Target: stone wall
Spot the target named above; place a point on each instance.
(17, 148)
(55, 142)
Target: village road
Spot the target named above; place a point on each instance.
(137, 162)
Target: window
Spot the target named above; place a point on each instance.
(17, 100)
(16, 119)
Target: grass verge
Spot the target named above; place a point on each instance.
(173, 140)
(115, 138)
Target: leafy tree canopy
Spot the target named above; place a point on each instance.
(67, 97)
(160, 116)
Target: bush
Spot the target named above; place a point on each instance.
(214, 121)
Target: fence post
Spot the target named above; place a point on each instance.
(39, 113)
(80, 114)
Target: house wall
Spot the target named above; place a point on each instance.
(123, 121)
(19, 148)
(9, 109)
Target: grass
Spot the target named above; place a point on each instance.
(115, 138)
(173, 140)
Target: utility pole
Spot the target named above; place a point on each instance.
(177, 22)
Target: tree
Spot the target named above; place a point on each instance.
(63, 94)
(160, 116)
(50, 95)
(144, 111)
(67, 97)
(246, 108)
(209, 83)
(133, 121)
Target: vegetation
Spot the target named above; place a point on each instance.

* * *

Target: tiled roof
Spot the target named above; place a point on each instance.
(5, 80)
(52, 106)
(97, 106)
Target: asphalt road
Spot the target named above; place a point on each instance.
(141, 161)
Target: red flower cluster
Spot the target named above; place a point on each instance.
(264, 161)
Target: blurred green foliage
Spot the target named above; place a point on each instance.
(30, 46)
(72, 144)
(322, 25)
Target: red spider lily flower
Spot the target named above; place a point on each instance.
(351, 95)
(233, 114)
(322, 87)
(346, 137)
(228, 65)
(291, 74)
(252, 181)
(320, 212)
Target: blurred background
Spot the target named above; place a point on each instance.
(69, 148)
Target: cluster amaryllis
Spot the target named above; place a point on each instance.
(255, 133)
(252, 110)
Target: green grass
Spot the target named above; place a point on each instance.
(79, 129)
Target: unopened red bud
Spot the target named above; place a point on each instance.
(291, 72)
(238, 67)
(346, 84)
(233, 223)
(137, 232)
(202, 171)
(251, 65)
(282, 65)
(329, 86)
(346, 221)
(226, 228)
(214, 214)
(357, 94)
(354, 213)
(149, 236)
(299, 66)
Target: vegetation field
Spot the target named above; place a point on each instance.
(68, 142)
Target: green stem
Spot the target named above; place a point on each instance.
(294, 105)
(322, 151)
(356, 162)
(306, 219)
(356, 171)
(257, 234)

--

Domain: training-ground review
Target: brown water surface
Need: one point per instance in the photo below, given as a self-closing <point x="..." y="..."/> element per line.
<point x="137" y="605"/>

Action item
Whenever the word "green" occurs in a line of the listing above, return that line.

Written reply
Target: blurred green foliage
Target: green grass
Target: green stem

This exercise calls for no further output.